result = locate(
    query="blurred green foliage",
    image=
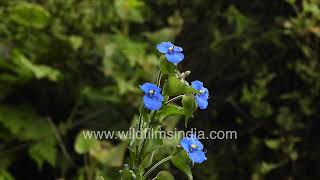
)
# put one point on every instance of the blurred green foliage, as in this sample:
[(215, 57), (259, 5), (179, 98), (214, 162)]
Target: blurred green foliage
[(68, 65)]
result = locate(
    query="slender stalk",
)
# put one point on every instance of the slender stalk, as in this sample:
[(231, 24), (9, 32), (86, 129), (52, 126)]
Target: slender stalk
[(159, 78), (156, 165), (152, 115), (174, 99)]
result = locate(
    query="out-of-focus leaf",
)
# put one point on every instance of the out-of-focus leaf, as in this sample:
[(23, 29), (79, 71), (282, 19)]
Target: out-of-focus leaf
[(85, 142), (166, 67), (127, 174), (175, 86), (147, 161), (170, 110), (44, 151), (29, 14), (189, 106), (39, 71), (4, 175), (18, 121), (164, 175), (272, 143), (130, 10), (112, 156)]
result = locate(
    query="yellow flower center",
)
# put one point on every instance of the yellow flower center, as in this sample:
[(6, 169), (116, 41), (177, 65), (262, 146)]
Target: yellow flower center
[(152, 91), (193, 146)]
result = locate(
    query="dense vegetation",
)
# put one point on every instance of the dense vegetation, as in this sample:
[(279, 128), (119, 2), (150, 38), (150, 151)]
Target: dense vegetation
[(68, 65)]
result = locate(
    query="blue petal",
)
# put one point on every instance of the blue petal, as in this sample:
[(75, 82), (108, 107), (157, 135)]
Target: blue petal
[(185, 143), (206, 94), (158, 96), (175, 57), (197, 156), (152, 103), (146, 87), (202, 102), (177, 49), (164, 46), (198, 85), (199, 145)]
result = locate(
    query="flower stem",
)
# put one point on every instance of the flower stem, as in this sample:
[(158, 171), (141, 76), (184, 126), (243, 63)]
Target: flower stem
[(174, 99), (156, 165), (159, 78)]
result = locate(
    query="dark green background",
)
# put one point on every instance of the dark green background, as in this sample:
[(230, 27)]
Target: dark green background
[(67, 65)]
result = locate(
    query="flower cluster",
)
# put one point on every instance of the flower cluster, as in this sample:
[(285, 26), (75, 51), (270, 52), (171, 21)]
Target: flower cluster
[(194, 148), (153, 99)]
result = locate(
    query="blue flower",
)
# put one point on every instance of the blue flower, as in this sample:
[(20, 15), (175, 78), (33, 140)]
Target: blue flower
[(153, 98), (203, 96), (194, 149), (173, 53)]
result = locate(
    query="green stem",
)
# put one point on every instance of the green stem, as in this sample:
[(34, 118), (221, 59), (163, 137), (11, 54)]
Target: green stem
[(152, 115), (156, 165), (174, 99), (159, 78)]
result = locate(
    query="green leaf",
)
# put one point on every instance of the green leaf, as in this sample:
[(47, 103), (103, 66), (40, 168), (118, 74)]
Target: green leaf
[(147, 161), (85, 144), (174, 86), (130, 10), (25, 125), (164, 175), (44, 151), (170, 110), (29, 14), (181, 161), (127, 174), (272, 143), (166, 67), (143, 112), (112, 157), (151, 145), (39, 71)]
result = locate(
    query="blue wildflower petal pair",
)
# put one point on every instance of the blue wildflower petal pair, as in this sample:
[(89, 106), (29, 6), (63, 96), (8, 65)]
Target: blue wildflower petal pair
[(153, 98), (203, 96), (173, 53), (194, 149)]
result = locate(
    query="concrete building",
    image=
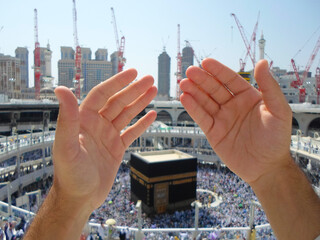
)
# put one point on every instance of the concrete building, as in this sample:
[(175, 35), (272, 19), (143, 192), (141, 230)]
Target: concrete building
[(163, 76), (262, 45), (46, 78), (93, 71), (102, 54), (187, 60), (22, 53), (10, 77)]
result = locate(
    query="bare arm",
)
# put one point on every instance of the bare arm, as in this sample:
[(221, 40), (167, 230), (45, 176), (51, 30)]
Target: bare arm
[(88, 150), (251, 131)]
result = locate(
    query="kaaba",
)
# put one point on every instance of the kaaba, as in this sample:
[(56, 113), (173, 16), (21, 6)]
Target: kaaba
[(164, 181)]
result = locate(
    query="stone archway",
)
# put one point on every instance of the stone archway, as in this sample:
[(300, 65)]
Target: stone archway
[(313, 127), (165, 117), (185, 119), (295, 126)]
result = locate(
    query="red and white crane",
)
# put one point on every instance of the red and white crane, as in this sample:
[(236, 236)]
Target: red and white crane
[(120, 45), (299, 82), (249, 45), (318, 84), (37, 72), (78, 70), (179, 66)]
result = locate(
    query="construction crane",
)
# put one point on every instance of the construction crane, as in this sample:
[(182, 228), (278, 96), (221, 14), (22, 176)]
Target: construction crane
[(299, 82), (37, 62), (249, 45), (179, 67), (77, 78), (120, 46), (188, 44), (318, 84)]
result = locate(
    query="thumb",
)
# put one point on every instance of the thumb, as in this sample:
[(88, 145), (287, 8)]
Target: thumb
[(272, 95), (68, 122)]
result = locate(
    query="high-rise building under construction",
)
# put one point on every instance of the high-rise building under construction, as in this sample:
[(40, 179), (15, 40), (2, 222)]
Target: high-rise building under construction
[(22, 53), (186, 60), (93, 71), (164, 76)]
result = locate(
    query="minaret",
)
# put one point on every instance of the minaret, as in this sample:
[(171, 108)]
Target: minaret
[(262, 44)]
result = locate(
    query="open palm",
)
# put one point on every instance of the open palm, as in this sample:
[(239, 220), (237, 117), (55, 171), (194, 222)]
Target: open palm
[(248, 129), (90, 143)]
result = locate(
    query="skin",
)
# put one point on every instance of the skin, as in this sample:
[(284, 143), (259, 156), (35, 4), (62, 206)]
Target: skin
[(88, 150), (251, 131)]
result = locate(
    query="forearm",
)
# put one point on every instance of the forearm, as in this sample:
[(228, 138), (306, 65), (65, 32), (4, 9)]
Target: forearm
[(290, 203), (58, 218)]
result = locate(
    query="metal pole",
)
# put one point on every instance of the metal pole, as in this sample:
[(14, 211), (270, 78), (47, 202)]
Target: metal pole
[(9, 199), (139, 234), (197, 205)]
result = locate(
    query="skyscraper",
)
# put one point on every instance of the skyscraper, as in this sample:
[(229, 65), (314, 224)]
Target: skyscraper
[(22, 53), (10, 78), (164, 76), (93, 71), (187, 60), (66, 67), (46, 79), (114, 61), (102, 54)]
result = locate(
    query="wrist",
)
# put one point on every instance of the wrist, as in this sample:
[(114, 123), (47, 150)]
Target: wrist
[(289, 202), (60, 217)]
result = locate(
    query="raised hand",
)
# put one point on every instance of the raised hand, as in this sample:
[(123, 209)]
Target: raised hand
[(89, 144), (248, 129)]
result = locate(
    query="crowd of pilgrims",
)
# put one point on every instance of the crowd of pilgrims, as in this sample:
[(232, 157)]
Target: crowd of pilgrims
[(233, 211)]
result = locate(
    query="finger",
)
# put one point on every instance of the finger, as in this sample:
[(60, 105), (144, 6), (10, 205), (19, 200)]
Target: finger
[(232, 80), (126, 96), (196, 111), (133, 132), (98, 96), (134, 109), (271, 93), (208, 104), (68, 123), (209, 84)]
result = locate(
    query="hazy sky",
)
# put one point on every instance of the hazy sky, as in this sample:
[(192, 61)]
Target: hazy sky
[(289, 27)]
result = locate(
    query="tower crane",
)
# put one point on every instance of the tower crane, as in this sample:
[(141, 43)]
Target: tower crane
[(120, 46), (78, 54), (299, 82), (37, 72), (318, 84), (179, 67), (251, 53)]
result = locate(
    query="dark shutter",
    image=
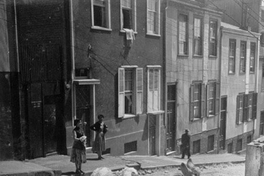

**Short problem**
Pull out each line of the entries above that contains the string "pole". Matching is case-sensitive.

**Correct output**
    query="metal pole",
# put one point on every instance of the metal pole, as in this sample:
Target: metal pole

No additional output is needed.